TASK: Beginning with the line that contains "Rules: pick out each instance of the rock", transcribe every line through the end of the entries exactly as written, and reproduce nothing else.

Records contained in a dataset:
:::::

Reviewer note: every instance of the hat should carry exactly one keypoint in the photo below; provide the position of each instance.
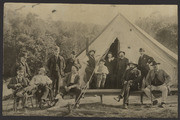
(76, 66)
(73, 52)
(131, 62)
(43, 69)
(91, 51)
(155, 63)
(122, 52)
(103, 60)
(141, 50)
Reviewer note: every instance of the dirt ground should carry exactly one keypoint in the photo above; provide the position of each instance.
(91, 107)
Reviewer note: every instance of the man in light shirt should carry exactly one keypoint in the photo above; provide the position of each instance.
(72, 84)
(101, 72)
(40, 80)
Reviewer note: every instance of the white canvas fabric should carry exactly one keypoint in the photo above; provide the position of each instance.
(131, 39)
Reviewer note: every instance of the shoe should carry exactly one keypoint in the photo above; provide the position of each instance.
(125, 106)
(155, 102)
(163, 105)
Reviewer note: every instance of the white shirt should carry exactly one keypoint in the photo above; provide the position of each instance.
(40, 79)
(101, 69)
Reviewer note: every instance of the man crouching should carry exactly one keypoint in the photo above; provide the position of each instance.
(72, 85)
(130, 77)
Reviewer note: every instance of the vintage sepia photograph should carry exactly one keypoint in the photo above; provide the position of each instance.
(90, 60)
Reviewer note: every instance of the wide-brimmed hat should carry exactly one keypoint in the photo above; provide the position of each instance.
(73, 52)
(122, 52)
(42, 69)
(91, 51)
(141, 50)
(131, 62)
(155, 63)
(77, 67)
(103, 60)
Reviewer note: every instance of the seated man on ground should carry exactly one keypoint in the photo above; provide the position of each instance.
(41, 81)
(157, 79)
(72, 85)
(101, 72)
(130, 77)
(18, 83)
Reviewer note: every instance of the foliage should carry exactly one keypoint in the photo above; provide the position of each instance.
(163, 29)
(38, 37)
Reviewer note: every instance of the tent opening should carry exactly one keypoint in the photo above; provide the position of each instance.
(114, 48)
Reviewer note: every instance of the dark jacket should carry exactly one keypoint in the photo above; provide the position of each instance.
(70, 62)
(111, 65)
(68, 79)
(56, 65)
(161, 75)
(142, 62)
(131, 74)
(14, 81)
(121, 66)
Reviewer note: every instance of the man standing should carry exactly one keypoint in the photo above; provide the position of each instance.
(143, 65)
(130, 79)
(111, 65)
(72, 84)
(56, 66)
(91, 63)
(122, 63)
(18, 83)
(72, 61)
(157, 79)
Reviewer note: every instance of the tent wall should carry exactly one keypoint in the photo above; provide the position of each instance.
(131, 39)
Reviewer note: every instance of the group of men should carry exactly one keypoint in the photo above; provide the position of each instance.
(111, 72)
(124, 74)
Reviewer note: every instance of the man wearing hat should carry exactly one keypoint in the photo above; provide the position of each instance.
(72, 84)
(101, 72)
(143, 64)
(56, 65)
(122, 63)
(130, 77)
(157, 79)
(18, 83)
(42, 81)
(72, 61)
(91, 63)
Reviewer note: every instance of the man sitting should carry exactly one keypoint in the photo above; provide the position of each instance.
(130, 77)
(41, 81)
(72, 84)
(18, 84)
(101, 71)
(157, 79)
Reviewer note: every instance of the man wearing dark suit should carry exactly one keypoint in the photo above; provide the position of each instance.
(18, 83)
(130, 79)
(72, 61)
(72, 84)
(143, 64)
(157, 79)
(122, 63)
(56, 66)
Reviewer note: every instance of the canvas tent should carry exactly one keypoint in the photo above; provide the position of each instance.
(131, 38)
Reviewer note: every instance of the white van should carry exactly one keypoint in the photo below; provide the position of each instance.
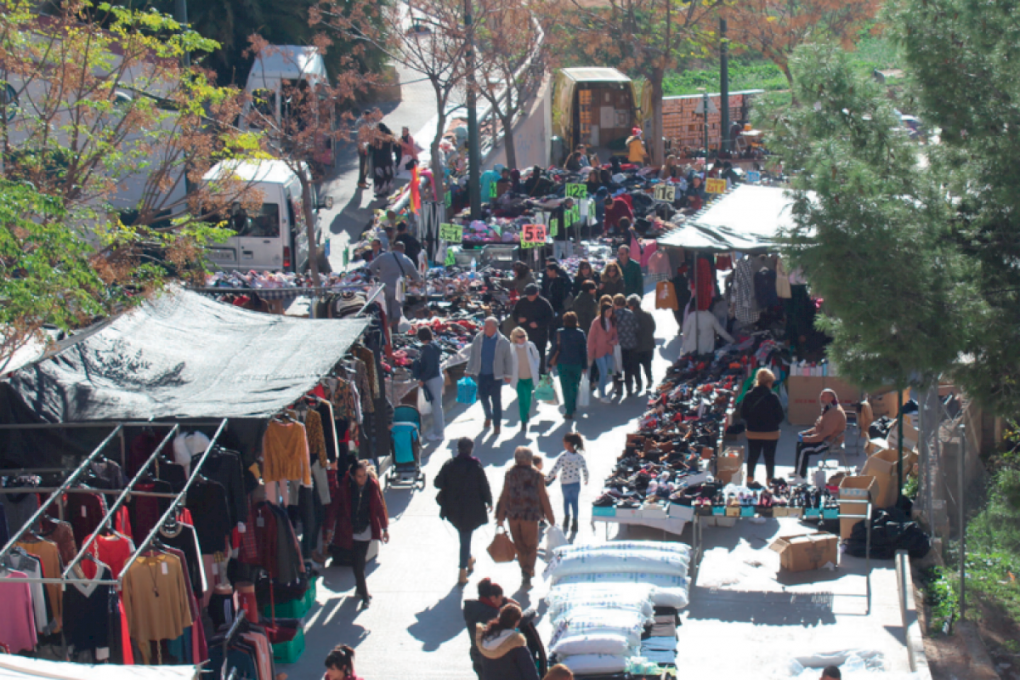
(274, 239)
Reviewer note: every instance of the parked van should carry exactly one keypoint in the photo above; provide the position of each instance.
(274, 238)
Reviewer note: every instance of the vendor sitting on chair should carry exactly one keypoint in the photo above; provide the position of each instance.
(826, 433)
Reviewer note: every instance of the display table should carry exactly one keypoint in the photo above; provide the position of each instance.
(674, 521)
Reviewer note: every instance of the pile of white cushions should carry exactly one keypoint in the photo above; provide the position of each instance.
(603, 595)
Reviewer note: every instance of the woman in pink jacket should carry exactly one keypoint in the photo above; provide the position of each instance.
(601, 341)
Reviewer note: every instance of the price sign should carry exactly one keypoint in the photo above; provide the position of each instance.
(451, 232)
(576, 191)
(715, 186)
(665, 192)
(532, 233)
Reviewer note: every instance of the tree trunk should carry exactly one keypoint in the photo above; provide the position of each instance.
(309, 209)
(508, 144)
(657, 148)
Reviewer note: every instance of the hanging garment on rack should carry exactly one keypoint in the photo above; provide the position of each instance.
(223, 467)
(155, 599)
(746, 309)
(184, 538)
(61, 534)
(207, 503)
(146, 510)
(187, 446)
(112, 550)
(17, 625)
(89, 609)
(316, 437)
(285, 453)
(33, 568)
(48, 554)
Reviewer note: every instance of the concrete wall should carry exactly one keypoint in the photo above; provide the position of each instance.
(531, 134)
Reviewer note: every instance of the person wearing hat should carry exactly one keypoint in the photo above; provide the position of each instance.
(635, 148)
(826, 432)
(536, 315)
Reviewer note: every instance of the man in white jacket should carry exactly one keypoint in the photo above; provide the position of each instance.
(491, 364)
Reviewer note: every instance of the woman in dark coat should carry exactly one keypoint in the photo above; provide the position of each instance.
(464, 499)
(360, 518)
(762, 413)
(504, 650)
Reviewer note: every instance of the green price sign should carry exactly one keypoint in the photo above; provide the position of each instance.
(576, 191)
(451, 232)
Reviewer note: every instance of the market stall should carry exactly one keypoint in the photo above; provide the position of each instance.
(181, 433)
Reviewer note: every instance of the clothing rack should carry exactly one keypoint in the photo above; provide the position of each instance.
(71, 478)
(182, 497)
(108, 518)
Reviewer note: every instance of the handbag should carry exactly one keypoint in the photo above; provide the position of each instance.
(467, 390)
(502, 548)
(546, 391)
(584, 391)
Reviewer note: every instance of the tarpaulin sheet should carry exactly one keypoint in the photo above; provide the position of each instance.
(748, 218)
(185, 356)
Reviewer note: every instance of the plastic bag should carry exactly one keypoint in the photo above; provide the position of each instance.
(584, 391)
(546, 391)
(467, 390)
(555, 537)
(424, 406)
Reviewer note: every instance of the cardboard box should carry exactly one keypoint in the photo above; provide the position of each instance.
(883, 403)
(855, 488)
(804, 390)
(807, 552)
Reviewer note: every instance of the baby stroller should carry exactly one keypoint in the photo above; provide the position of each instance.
(406, 434)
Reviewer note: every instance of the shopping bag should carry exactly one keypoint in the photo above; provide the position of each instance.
(554, 538)
(467, 390)
(584, 391)
(424, 406)
(502, 548)
(665, 296)
(546, 391)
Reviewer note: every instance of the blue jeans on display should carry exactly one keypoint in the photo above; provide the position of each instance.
(571, 495)
(465, 546)
(606, 365)
(490, 393)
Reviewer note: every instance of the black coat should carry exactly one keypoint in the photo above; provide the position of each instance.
(539, 311)
(464, 493)
(762, 410)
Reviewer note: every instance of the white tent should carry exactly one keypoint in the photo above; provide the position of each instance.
(21, 668)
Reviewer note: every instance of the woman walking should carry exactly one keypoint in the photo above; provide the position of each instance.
(602, 340)
(762, 413)
(504, 650)
(525, 372)
(524, 502)
(464, 499)
(570, 356)
(361, 518)
(425, 370)
(571, 464)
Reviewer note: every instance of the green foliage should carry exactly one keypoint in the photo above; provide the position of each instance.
(940, 595)
(872, 225)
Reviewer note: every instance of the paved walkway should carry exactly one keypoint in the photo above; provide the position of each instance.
(743, 614)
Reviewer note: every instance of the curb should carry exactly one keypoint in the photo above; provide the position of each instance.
(908, 612)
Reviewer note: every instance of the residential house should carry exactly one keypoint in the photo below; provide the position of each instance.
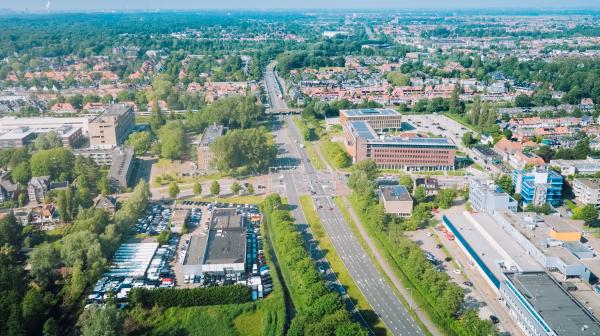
(37, 188)
(107, 203)
(8, 190)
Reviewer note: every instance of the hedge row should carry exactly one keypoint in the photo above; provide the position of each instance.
(176, 297)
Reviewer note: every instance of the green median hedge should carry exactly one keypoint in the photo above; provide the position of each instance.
(176, 297)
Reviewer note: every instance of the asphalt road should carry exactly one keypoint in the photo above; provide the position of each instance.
(273, 88)
(366, 276)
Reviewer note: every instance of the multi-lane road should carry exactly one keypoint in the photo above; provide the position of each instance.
(274, 88)
(367, 277)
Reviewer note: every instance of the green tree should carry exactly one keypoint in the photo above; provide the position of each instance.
(35, 309)
(50, 327)
(44, 260)
(101, 321)
(56, 163)
(369, 167)
(523, 100)
(407, 181)
(197, 188)
(505, 182)
(21, 173)
(475, 112)
(48, 140)
(454, 105)
(398, 78)
(420, 194)
(10, 231)
(173, 189)
(156, 117)
(215, 188)
(235, 188)
(467, 139)
(140, 141)
(172, 141)
(249, 149)
(587, 213)
(445, 198)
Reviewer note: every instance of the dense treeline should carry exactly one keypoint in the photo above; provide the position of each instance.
(85, 178)
(319, 311)
(434, 291)
(244, 151)
(61, 270)
(176, 297)
(579, 78)
(232, 112)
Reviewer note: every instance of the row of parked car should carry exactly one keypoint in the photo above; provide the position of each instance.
(155, 220)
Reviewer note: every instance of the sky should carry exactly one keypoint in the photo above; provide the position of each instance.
(75, 5)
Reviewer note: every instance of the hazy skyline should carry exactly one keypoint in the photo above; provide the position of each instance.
(74, 5)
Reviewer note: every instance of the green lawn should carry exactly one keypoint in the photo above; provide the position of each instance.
(330, 150)
(230, 320)
(339, 268)
(250, 199)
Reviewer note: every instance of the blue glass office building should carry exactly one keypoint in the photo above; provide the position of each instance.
(538, 186)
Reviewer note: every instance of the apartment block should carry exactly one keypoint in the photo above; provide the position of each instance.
(486, 197)
(407, 153)
(587, 191)
(111, 128)
(538, 186)
(380, 120)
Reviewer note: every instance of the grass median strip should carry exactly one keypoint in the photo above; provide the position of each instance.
(313, 157)
(365, 246)
(250, 199)
(339, 268)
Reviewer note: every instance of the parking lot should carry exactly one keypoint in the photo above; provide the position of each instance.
(142, 263)
(446, 256)
(438, 125)
(155, 220)
(257, 275)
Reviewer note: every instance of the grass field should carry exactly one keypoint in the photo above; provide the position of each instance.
(265, 317)
(251, 199)
(339, 268)
(346, 214)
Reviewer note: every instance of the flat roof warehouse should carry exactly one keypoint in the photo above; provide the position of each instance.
(224, 245)
(560, 311)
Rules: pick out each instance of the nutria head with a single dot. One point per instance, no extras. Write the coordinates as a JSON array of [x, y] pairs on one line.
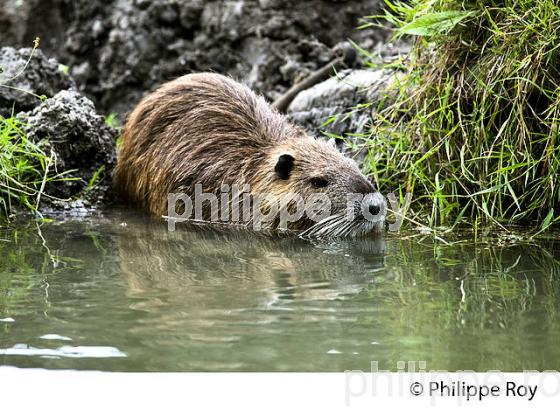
[[333, 184], [202, 132]]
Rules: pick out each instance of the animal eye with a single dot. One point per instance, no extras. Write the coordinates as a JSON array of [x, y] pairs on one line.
[[318, 182]]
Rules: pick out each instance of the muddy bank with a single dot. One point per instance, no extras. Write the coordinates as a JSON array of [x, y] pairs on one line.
[[44, 98], [118, 50], [100, 57]]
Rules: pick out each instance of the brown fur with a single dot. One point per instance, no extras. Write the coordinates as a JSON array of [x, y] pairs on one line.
[[208, 129]]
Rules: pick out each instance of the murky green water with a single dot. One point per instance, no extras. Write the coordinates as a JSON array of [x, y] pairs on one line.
[[120, 292]]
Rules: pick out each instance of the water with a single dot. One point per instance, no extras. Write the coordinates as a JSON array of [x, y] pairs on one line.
[[121, 293]]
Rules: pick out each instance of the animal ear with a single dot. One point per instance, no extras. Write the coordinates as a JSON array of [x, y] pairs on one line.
[[284, 166]]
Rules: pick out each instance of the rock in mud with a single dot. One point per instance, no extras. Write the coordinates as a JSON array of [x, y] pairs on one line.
[[80, 141], [24, 80], [356, 91], [118, 50]]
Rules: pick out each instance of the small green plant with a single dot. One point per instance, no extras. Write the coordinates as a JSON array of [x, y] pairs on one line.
[[25, 169], [472, 131]]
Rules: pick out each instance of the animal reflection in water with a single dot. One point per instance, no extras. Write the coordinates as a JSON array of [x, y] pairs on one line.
[[242, 269]]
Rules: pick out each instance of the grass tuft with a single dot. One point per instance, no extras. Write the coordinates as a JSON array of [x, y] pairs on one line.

:::::

RESULT OF THIS EXERCISE:
Rules: pick out each instance of the rock in mud with a single dot. One point per instance, no extras. Write the coordinates as a JSON array of [x, y] pairs on one line.
[[80, 141], [24, 80], [356, 91], [118, 50]]
Rules: pick out each instance of the small green plant with a single dot. One point per instance, no extras. Write the coordinates as a JSON array of [x, y] pairs on one line.
[[25, 169], [472, 131]]
Rules: pick out each instance of the animal reflection in water with a single dot. One point per instance, no extras. Write the coordinates as a JSON array of [x, y] pairs on one line.
[[242, 269]]
Rules: pick out each instance of the grass tuft with a single dot. One point per instance, no extras. Write the coordinates as a JSON array of [x, y] pairs on one line.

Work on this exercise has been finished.